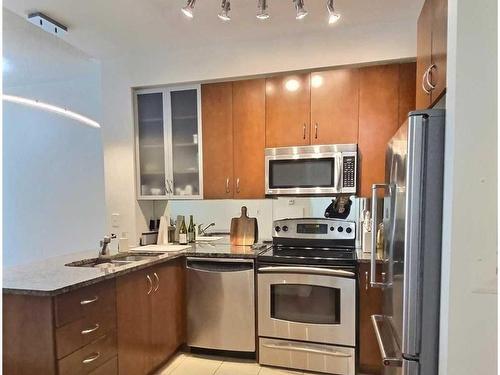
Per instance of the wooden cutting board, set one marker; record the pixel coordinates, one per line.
(244, 229)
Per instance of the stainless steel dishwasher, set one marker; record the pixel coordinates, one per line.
(221, 304)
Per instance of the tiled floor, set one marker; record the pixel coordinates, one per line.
(189, 364)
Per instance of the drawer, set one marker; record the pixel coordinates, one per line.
(306, 356)
(108, 368)
(83, 302)
(89, 358)
(81, 332)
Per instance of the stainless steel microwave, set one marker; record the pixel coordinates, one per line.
(311, 170)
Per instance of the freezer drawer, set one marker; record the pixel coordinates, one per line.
(306, 356)
(220, 304)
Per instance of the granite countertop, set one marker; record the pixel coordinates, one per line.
(51, 277)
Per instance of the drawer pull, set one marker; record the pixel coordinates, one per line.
(91, 358)
(90, 330)
(88, 301)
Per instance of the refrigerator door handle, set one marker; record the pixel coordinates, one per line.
(412, 252)
(373, 260)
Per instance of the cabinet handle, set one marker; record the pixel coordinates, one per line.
(157, 282)
(89, 301)
(90, 330)
(91, 358)
(150, 283)
(427, 79)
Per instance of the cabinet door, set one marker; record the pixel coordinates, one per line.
(439, 44)
(168, 318)
(184, 163)
(216, 99)
(288, 102)
(133, 308)
(334, 106)
(249, 127)
(370, 303)
(150, 145)
(424, 40)
(378, 121)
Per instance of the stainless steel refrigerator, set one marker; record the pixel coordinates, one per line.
(408, 329)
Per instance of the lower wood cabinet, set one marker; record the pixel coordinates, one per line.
(370, 303)
(150, 317)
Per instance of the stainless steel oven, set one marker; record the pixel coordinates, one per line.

--*--

* _What is expected_
Copy out every entry exactly as written, but not the pictures.

* _Written reply_
Per instance of the wooden cutting board, set one marker; record the pixel coordinates, one per line.
(244, 229)
Per instance of the stainless steel dishwasher, set one marker; record the pixel coordinates, one per line.
(221, 304)
Per instance of the tiled floor, set one marker; record the pixel coordinates, one per line.
(189, 364)
Per instance of the drawer, set one marker; record the pixel coordinates, one per line.
(306, 356)
(108, 368)
(83, 302)
(89, 358)
(81, 332)
Per instance of the stainless steel microwave, set one marker; record the pixel coordinates, one per line.
(311, 170)
Per instance of the freezer drawer, set one marker; record the pixel coordinates, one per line.
(306, 356)
(220, 304)
Per instance of the granite countertop, set one marker; record the pixel coordinates, one per line.
(51, 277)
Per instance of the drawer pull, set one marker; record the pixel coordinates, one per line.
(91, 358)
(90, 330)
(88, 301)
Per instance of the refrigerator door handle, set one marker; record the pixel coordinates, one per line.
(412, 252)
(373, 260)
Per instance of the cabinet handle, set one marker; record the pixel coordinates, one per line.
(157, 282)
(89, 301)
(90, 330)
(91, 358)
(150, 283)
(427, 79)
Per instance of the cabinet door, set one marker; record the pixel coordinates, one per line.
(439, 44)
(168, 318)
(184, 163)
(216, 99)
(288, 102)
(133, 308)
(334, 106)
(249, 127)
(370, 303)
(150, 145)
(424, 40)
(378, 121)
Per instance of the stainless steel refrigerator, set one marker; record the pixel coordinates, one per line.
(408, 329)
Per instance of the lower wood cabinet, set one marker; record the pixel coordinates, one per line.
(370, 303)
(150, 317)
Per instance of the stainless steel oven, set one marker; record the pixel coordinates, one per line.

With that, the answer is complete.